» **Exercise directions**:
Go through the data line by line from the top, retyping each exactly, and end with the line that contains "negative clicks: (227, 358) (158, 385)".

[Collected data entries]

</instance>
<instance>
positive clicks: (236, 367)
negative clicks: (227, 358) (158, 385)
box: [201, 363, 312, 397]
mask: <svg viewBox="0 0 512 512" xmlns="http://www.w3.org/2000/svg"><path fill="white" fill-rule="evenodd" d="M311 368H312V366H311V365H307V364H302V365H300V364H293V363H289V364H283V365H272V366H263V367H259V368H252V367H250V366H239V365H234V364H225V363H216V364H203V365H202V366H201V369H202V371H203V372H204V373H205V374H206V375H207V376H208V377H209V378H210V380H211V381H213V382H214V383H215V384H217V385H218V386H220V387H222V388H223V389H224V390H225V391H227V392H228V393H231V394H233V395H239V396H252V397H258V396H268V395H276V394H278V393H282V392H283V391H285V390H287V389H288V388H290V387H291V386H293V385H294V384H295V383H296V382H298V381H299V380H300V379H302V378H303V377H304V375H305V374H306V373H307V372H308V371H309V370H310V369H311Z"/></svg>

» **Your solution**:
</instance>
<instance>
positive clicks: (236, 367)
negative clicks: (227, 358) (158, 385)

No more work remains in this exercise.